EXTRACT →
If you have never seen linear algebra before, the right strategy is to read §2.2 and §2.3 carefully, those two sections, together with the examples above, will carry you a long way, and then to skim §2.4 through §2.13 for orientation, returning when later chapters call on a specific result.

What you should take away

Five points to carry forward from this section into the rest of the book.

Linear algebra is the lingua franca of AI. Every architecture, every algorithm, every trained model in this textbook is, at the level of executed computation, a sequence of vector and matrix operations.
Data are vectors; transformations are matrices. The first step in any AI system is to encode the input, text, image, sound, table, as a vector of numbers. The next step is to apply matrices that transform those numbers into useful predictions.
The dot product is the most-used operation. Whether you are scoring a spam email, computing one entry of a matrix product, or measuring similarity between two embeddings, the dot product is doing the work.
Modern hardware is built for matrix multiplication. GPUs, TPUs, and NPUs are physical implementations of fast matrix arithmetic, and the 100-times speed advantage shapes which algorithms become practical.
Everything else is detail. Norms, ranks, eigenvalues, decompositions, derivatives, all the apparatus of the rest of this chapter, exists to analyse, accelerate, and stabilise the basic pattern of vectors transformed by matrices.

MATERIAL PROVIDED →
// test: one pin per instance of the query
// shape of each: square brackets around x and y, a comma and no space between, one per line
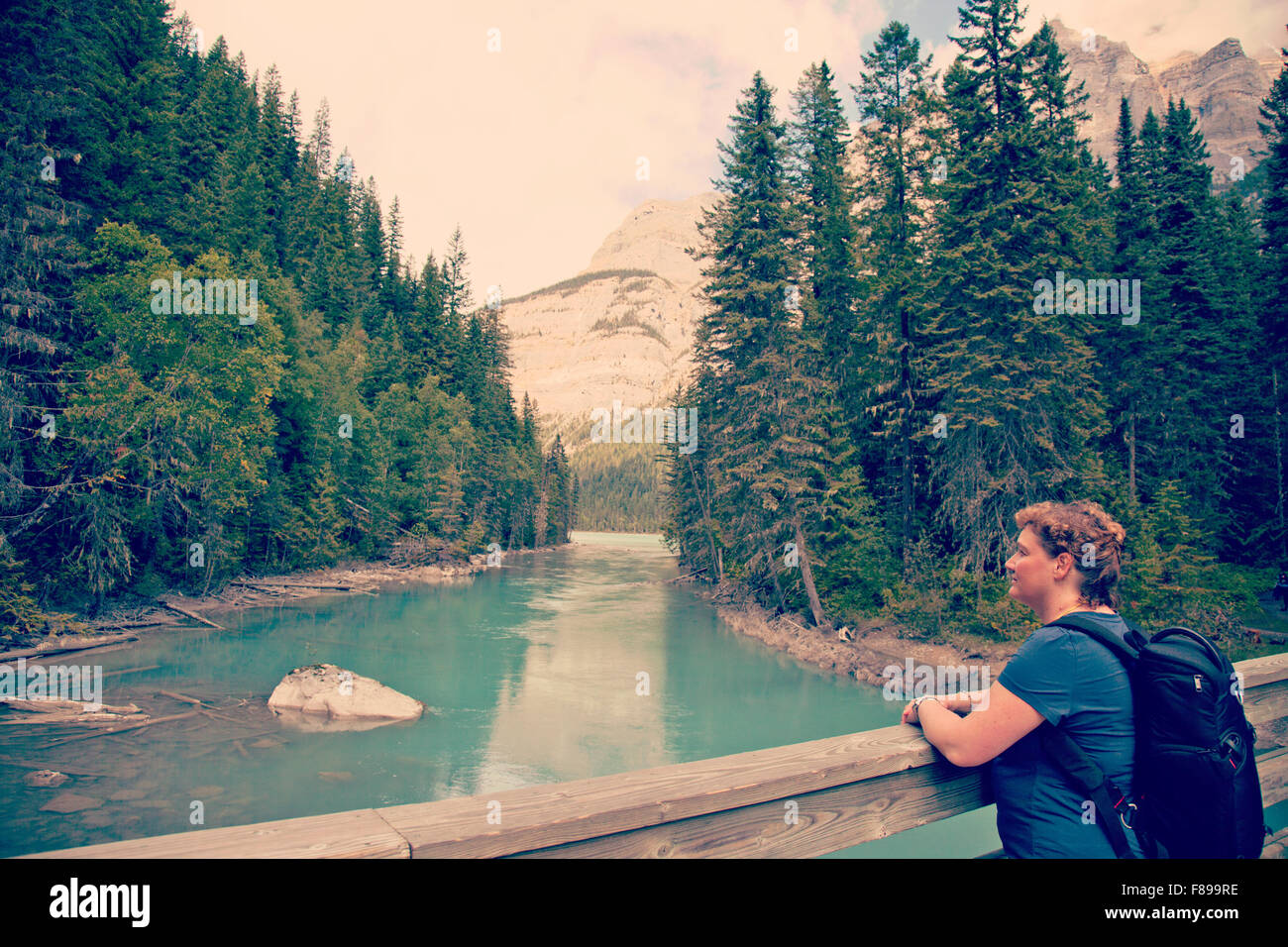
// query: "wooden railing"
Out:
[800,800]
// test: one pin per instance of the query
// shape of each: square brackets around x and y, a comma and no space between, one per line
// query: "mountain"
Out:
[622,328]
[1224,89]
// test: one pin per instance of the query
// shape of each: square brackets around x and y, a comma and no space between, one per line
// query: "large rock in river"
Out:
[326,697]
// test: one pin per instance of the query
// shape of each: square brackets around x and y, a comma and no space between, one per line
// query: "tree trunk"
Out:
[706,521]
[807,574]
[778,586]
[1279,466]
[1131,453]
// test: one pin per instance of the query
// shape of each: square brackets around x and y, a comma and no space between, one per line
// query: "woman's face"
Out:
[1029,570]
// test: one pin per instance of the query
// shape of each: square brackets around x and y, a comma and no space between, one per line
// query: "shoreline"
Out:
[875,643]
[132,617]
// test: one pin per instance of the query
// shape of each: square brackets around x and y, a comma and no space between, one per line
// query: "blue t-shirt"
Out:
[1078,684]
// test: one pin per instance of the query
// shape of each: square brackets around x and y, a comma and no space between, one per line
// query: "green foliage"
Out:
[619,487]
[919,307]
[364,402]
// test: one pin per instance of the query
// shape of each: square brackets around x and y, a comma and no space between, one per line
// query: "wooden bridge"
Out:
[794,801]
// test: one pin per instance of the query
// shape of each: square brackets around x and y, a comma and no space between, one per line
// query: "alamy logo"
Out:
[101,900]
[1094,296]
[211,296]
[651,425]
[78,684]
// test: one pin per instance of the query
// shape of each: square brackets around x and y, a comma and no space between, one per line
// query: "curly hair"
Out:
[1085,531]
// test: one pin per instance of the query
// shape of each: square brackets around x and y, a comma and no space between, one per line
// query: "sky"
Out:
[526,123]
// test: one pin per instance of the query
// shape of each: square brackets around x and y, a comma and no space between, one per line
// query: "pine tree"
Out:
[903,154]
[755,386]
[1017,398]
[1274,254]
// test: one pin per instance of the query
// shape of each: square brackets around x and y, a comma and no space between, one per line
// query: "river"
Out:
[533,672]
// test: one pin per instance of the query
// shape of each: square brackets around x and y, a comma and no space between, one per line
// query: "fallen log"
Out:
[180,697]
[189,615]
[130,671]
[690,575]
[123,729]
[59,767]
[59,706]
[67,646]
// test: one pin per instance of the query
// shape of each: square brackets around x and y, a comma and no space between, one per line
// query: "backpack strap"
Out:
[1070,759]
[1089,779]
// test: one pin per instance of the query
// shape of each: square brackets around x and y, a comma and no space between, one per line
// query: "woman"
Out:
[1060,676]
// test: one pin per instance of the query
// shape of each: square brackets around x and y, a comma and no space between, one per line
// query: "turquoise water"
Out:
[532,672]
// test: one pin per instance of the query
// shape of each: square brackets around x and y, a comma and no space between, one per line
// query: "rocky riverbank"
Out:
[130,616]
[864,650]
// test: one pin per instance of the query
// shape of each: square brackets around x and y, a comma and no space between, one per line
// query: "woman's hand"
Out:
[910,714]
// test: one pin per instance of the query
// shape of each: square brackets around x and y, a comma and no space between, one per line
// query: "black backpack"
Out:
[1197,791]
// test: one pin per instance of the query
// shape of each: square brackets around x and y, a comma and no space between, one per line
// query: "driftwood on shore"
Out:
[63,646]
[189,615]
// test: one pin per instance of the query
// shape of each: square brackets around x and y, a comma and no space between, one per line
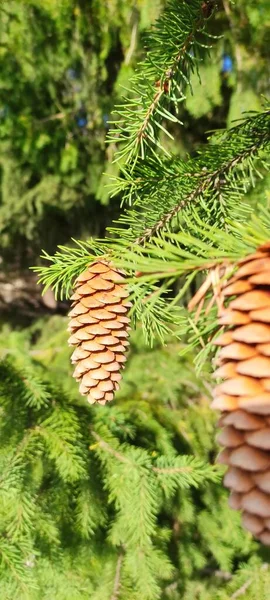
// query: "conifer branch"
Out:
[208,181]
[173,44]
[117,579]
[109,448]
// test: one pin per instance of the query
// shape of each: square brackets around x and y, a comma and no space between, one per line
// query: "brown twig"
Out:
[207,180]
[117,579]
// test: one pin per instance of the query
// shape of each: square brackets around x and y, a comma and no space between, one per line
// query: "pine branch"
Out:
[174,44]
[117,579]
[160,192]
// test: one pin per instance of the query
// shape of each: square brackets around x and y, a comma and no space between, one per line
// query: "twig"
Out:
[170,470]
[207,180]
[117,580]
[109,448]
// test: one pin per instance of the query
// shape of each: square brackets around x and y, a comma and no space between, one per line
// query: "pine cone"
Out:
[99,325]
[244,396]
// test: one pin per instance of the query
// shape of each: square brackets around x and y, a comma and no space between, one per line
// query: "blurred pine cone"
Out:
[99,324]
[244,396]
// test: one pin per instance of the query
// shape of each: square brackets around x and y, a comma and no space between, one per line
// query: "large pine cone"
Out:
[99,324]
[244,396]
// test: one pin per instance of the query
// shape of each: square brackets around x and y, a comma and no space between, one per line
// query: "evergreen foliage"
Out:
[124,502]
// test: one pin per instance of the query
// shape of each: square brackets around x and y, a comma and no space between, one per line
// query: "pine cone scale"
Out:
[244,395]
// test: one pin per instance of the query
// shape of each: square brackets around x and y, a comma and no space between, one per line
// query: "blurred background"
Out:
[63,65]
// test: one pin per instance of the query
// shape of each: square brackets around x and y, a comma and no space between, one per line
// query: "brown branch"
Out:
[207,180]
[168,75]
[117,579]
[170,470]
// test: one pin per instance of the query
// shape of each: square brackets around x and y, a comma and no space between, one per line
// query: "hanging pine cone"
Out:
[99,324]
[244,396]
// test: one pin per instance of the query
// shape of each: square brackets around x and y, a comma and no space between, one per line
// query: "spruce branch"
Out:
[117,579]
[174,43]
[159,192]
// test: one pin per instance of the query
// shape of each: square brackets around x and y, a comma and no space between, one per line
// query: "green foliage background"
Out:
[121,502]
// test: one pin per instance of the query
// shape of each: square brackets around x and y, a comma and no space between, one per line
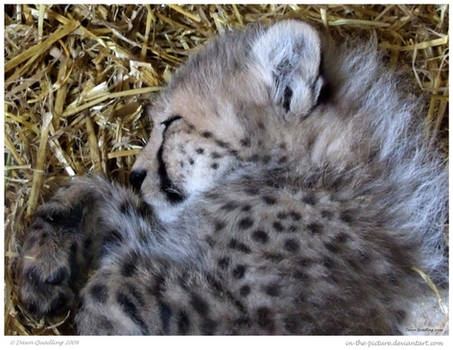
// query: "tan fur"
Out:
[284,190]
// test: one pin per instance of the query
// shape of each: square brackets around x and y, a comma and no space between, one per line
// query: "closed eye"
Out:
[173,193]
[168,122]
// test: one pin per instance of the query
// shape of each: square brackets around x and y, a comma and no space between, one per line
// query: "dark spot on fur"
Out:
[252,191]
[165,314]
[275,258]
[291,324]
[208,327]
[111,239]
[235,244]
[224,263]
[183,323]
[244,291]
[59,276]
[282,215]
[246,207]
[309,199]
[332,247]
[239,271]
[229,206]
[277,225]
[136,294]
[99,293]
[254,158]
[129,267]
[222,144]
[353,264]
[245,142]
[260,236]
[304,262]
[87,243]
[199,305]
[282,160]
[59,304]
[36,226]
[364,258]
[301,275]
[293,228]
[264,318]
[158,287]
[245,223]
[269,200]
[287,95]
[219,225]
[105,324]
[342,237]
[347,216]
[131,311]
[126,208]
[314,228]
[291,245]
[328,262]
[210,241]
[266,159]
[272,290]
[326,214]
[30,242]
[144,210]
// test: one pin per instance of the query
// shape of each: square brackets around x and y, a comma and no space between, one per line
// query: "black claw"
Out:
[59,304]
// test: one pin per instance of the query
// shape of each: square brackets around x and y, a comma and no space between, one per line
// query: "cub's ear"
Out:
[287,57]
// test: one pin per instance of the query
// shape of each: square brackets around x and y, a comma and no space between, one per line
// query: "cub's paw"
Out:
[47,270]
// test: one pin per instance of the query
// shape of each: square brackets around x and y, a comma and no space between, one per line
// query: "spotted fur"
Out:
[286,189]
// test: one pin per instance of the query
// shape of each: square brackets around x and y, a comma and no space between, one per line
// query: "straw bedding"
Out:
[77,77]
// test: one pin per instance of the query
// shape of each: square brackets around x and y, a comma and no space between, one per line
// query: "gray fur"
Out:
[285,210]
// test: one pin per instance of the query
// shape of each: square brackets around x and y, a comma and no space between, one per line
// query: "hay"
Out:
[76,78]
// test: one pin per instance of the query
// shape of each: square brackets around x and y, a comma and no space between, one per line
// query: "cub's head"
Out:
[225,111]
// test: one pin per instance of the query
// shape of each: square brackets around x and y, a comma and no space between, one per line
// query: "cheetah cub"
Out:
[285,189]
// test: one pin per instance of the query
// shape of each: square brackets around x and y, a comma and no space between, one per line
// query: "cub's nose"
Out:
[136,178]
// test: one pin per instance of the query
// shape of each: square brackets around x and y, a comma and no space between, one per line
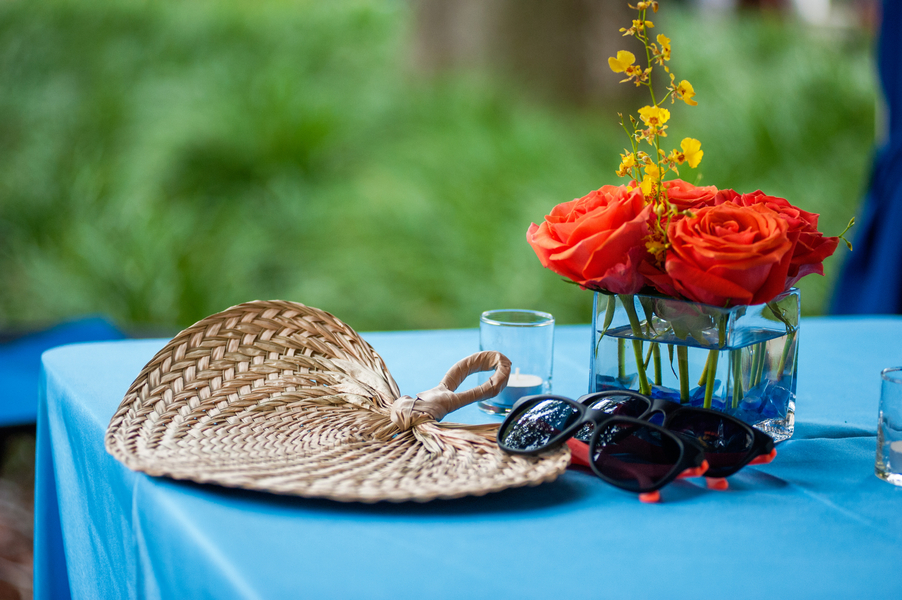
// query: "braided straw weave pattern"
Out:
[280,397]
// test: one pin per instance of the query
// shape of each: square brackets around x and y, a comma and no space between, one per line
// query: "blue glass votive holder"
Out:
[526,337]
[889,427]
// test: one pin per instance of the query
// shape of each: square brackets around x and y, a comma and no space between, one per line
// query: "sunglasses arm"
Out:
[764,458]
[579,452]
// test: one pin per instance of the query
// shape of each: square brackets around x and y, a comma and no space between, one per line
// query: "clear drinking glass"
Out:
[889,427]
[526,337]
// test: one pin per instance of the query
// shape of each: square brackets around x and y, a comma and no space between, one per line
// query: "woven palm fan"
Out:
[280,397]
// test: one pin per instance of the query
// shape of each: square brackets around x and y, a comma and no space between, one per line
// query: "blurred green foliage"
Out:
[162,161]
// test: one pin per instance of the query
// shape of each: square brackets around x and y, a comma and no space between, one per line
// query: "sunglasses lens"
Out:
[538,424]
[624,406]
[635,457]
[726,442]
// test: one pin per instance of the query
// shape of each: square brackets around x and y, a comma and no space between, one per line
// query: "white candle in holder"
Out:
[526,338]
[519,385]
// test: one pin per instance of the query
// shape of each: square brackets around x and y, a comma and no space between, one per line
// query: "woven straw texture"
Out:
[280,397]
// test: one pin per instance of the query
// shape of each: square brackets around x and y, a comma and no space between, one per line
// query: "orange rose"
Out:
[685,196]
[730,255]
[812,247]
[597,240]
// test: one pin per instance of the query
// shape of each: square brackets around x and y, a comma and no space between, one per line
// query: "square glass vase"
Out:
[740,360]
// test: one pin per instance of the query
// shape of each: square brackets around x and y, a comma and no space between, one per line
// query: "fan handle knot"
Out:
[434,404]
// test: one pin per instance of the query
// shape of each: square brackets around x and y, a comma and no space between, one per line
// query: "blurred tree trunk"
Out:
[558,48]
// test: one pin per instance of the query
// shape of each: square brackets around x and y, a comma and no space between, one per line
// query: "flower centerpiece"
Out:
[694,296]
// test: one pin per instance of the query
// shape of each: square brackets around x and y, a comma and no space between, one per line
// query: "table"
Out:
[814,523]
[20,364]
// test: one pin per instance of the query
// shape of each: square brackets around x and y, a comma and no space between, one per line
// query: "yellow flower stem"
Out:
[627,301]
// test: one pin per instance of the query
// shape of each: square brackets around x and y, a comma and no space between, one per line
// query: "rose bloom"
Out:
[730,255]
[812,247]
[685,196]
[597,240]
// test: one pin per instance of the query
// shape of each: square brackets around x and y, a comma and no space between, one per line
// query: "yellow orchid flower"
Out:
[692,150]
[665,46]
[685,92]
[622,61]
[628,161]
[654,116]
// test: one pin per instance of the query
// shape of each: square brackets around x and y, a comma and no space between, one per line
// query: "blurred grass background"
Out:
[162,161]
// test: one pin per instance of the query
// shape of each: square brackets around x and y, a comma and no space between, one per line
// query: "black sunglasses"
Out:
[539,423]
[630,453]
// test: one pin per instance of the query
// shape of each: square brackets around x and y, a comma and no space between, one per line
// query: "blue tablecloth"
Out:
[816,523]
[20,364]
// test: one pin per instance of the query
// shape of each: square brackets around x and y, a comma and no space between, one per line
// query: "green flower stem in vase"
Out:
[683,361]
[630,309]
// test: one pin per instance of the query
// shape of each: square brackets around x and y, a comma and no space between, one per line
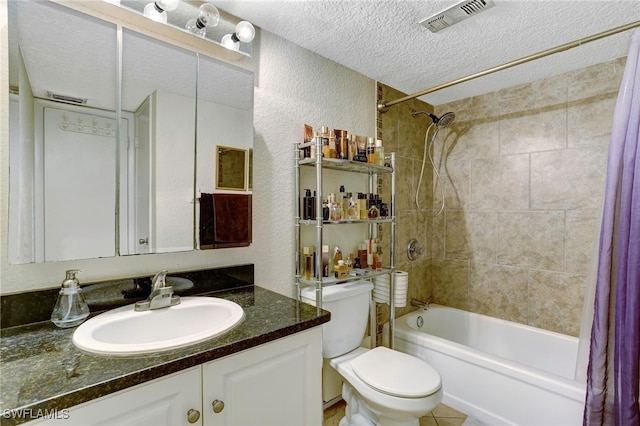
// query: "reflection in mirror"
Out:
[62,193]
[159,91]
[225,119]
[82,185]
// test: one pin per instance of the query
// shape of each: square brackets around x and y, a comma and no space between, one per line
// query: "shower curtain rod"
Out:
[384,107]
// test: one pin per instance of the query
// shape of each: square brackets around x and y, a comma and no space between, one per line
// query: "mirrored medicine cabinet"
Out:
[114,136]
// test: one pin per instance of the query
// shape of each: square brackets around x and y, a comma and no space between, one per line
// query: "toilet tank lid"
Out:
[337,291]
[396,373]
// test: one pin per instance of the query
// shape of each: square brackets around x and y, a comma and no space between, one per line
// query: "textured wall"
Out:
[523,174]
[294,87]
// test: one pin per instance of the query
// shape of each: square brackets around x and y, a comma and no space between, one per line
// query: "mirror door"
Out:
[62,106]
[159,94]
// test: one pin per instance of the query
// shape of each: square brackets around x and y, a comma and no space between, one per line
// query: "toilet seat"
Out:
[395,373]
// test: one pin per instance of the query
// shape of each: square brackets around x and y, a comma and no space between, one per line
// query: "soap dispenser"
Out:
[70,309]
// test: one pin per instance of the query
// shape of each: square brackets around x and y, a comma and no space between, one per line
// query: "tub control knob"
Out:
[193,415]
[414,249]
[217,405]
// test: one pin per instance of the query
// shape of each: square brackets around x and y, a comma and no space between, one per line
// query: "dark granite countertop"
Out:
[41,369]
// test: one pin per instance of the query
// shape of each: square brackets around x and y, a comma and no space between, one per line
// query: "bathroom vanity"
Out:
[267,370]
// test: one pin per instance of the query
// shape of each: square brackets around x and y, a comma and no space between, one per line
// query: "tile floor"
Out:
[442,415]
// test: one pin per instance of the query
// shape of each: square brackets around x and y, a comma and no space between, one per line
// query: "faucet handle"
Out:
[159,280]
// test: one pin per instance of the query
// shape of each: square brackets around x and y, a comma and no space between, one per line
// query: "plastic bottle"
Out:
[379,152]
[371,151]
[70,309]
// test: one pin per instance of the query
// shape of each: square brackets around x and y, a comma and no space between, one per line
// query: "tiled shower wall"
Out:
[523,173]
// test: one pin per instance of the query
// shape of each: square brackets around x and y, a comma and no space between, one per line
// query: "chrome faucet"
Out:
[161,295]
[419,304]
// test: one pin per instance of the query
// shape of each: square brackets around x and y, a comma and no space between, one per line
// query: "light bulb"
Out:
[245,32]
[167,5]
[228,42]
[208,16]
[157,11]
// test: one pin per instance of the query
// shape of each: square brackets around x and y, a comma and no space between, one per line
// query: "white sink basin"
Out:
[123,331]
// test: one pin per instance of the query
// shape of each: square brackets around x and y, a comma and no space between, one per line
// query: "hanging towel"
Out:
[225,220]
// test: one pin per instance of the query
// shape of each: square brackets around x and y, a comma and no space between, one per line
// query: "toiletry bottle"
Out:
[363,208]
[353,147]
[371,151]
[373,212]
[341,270]
[325,261]
[332,144]
[337,256]
[326,153]
[307,212]
[370,247]
[309,264]
[362,254]
[314,147]
[379,152]
[335,208]
[308,137]
[342,144]
[352,211]
[70,309]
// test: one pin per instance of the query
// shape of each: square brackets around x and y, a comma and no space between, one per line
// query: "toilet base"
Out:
[358,413]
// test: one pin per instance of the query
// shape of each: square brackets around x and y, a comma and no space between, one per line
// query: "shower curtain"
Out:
[613,372]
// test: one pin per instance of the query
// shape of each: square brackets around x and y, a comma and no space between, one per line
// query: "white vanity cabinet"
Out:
[160,402]
[277,383]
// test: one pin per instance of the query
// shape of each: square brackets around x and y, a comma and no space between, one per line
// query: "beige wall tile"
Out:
[555,301]
[589,121]
[471,235]
[531,239]
[466,140]
[523,172]
[499,291]
[450,283]
[500,183]
[568,179]
[534,130]
[580,237]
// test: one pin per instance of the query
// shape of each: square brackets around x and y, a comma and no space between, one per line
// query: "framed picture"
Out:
[250,169]
[231,168]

WHAT THIS TASK INVOLVES →
Translate this sentence from the linear algebra text into French: "Data are vectors; transformations are matrices." Work from the linear algebra text alone.

ANSWER SPACE →
Les données sont des vecteurs ; les transformations sont des matrices.